-- START OF Records provided --

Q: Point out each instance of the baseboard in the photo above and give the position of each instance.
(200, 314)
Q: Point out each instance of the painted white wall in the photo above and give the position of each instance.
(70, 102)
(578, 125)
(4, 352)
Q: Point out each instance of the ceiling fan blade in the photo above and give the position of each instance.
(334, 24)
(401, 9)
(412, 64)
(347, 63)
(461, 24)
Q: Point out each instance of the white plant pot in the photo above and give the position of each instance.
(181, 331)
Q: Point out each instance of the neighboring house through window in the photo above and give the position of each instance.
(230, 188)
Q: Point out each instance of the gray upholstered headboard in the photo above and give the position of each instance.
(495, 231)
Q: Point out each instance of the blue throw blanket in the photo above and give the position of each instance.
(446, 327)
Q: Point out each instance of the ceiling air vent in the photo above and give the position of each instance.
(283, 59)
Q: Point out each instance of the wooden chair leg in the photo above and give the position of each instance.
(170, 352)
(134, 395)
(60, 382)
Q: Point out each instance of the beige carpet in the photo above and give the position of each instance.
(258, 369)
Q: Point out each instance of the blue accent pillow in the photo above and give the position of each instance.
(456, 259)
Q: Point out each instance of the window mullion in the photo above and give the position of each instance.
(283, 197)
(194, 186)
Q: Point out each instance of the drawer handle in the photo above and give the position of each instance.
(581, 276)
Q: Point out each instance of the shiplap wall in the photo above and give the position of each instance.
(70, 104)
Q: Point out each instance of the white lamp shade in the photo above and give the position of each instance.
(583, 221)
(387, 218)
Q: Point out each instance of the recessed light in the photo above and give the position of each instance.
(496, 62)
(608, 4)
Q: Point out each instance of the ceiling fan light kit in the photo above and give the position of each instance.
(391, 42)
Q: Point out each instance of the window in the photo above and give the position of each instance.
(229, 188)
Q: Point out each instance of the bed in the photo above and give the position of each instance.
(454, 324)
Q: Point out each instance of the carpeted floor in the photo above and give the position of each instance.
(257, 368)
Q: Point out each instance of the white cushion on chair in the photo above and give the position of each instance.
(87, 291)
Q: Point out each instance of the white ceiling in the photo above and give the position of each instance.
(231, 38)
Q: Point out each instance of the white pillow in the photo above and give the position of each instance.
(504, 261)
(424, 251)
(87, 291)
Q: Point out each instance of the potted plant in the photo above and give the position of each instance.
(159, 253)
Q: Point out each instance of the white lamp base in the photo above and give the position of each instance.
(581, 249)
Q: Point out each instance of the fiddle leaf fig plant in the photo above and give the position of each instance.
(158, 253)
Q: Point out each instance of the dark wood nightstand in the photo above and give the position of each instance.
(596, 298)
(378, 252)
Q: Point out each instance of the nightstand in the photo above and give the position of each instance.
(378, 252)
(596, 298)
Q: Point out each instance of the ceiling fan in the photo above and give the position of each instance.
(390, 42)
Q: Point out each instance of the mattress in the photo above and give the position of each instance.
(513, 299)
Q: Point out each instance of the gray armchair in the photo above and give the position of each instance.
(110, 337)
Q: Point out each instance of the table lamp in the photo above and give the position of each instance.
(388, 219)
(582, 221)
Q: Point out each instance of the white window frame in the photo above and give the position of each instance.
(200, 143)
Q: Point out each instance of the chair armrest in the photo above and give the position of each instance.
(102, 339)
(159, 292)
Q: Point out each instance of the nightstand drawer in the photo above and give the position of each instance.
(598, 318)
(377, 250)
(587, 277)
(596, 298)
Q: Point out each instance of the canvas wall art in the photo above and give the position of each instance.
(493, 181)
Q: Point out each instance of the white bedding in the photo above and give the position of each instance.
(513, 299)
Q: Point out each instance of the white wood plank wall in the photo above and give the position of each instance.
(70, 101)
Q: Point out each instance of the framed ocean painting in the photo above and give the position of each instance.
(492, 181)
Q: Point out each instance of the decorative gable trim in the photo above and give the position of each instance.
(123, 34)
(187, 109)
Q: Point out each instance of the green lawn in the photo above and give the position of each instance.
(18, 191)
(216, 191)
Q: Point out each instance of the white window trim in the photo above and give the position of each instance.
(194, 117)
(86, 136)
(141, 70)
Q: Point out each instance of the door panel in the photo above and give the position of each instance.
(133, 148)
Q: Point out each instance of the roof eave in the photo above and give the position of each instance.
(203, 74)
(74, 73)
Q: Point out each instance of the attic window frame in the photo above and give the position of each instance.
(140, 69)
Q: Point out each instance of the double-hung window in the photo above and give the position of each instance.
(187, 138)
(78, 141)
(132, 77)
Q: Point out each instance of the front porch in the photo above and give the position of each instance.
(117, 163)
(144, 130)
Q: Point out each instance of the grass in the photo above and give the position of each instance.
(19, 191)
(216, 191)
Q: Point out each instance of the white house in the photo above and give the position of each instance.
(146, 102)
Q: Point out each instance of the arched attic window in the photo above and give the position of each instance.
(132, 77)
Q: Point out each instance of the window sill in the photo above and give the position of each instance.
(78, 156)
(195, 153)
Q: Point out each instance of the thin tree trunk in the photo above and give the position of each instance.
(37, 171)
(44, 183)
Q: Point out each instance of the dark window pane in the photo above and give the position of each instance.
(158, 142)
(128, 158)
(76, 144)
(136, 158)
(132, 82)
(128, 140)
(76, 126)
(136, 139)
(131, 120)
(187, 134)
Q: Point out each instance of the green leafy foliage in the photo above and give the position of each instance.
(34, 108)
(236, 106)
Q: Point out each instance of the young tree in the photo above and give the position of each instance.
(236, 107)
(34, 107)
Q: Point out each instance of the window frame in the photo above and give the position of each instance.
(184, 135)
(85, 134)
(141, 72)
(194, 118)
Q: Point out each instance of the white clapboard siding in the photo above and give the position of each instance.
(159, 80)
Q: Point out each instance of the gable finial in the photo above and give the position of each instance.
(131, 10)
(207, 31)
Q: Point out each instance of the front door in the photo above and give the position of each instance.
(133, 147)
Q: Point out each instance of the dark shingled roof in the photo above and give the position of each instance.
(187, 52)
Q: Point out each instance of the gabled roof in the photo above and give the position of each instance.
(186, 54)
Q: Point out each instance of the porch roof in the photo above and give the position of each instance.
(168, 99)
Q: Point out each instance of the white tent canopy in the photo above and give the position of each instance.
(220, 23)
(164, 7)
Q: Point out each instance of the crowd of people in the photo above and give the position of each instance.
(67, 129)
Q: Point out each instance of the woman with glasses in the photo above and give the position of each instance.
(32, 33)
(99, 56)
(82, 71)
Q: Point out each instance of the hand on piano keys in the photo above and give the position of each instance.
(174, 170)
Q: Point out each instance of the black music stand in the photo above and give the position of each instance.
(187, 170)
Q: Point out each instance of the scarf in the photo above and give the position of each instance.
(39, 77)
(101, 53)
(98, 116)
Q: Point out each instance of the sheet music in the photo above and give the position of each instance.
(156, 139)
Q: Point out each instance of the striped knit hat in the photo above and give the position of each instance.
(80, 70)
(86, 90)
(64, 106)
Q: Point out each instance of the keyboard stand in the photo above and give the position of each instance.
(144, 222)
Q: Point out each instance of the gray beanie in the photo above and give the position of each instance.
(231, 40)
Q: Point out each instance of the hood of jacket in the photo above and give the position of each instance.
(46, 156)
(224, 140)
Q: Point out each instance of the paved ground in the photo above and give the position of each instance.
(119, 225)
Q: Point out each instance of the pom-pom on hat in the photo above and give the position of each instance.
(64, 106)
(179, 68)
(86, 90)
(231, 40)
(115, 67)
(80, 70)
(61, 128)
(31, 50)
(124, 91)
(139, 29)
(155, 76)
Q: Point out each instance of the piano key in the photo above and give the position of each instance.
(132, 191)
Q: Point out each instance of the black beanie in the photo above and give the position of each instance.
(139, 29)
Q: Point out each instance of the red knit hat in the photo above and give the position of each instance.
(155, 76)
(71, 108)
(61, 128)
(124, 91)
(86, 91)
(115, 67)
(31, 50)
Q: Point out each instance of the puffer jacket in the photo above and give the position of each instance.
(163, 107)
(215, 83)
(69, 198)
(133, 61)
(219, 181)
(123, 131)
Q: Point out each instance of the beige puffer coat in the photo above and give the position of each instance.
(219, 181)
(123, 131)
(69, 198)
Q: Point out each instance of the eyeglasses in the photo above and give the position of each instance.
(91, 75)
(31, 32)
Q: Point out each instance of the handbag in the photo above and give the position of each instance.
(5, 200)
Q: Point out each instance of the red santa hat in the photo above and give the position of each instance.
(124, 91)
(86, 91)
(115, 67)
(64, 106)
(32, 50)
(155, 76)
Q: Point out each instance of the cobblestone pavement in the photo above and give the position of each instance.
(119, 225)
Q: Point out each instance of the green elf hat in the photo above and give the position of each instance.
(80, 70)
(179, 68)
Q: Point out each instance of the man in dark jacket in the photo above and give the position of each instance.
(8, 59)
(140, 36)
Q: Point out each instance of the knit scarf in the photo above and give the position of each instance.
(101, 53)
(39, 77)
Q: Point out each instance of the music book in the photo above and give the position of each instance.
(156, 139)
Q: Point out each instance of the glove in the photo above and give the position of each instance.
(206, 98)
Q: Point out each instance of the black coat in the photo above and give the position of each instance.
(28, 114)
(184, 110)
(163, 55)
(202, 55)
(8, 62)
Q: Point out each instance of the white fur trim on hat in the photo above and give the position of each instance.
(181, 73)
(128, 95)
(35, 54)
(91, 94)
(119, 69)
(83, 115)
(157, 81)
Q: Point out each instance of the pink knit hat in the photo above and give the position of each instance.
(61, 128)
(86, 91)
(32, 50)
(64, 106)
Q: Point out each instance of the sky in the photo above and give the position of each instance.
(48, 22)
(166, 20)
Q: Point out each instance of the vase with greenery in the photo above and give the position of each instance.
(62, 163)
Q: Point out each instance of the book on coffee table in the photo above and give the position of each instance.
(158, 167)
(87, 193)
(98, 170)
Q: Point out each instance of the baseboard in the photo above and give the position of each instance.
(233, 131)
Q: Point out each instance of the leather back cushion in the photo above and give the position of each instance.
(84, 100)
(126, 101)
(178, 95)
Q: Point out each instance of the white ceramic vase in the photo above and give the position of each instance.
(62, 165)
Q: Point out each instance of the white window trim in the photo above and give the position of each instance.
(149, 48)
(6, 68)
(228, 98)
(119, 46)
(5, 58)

-- END OF Records provided --

*Task*. Write out once more the lines above beginning at the line with "Q: Point out each instance of the sky"; continue through the final line and stop there.

*In response*.
Q: Point out each instance of the sky in the photo above and give the position of each instance.
(48, 22)
(166, 20)
Q: Point out each instance of the vase with greenery in the photo above and give the position of each instance.
(62, 163)
Q: Point out each instance of the book on coffee table in the photo above and give the position of each instance.
(158, 167)
(87, 193)
(98, 170)
Q: Point out each instance of the baseboard in the photo above and give the position of each instance.
(233, 131)
Q: Point out each instance of the leather back cushion in the photo above and give the position of each instance.
(84, 100)
(126, 101)
(178, 95)
Q: Point out each instance of the white ceramic vase in the photo above and give the position of each instance.
(62, 165)
Q: Point out each instance of the white window trim in the photo above and give the position of each instance.
(149, 48)
(6, 68)
(228, 98)
(119, 46)
(5, 58)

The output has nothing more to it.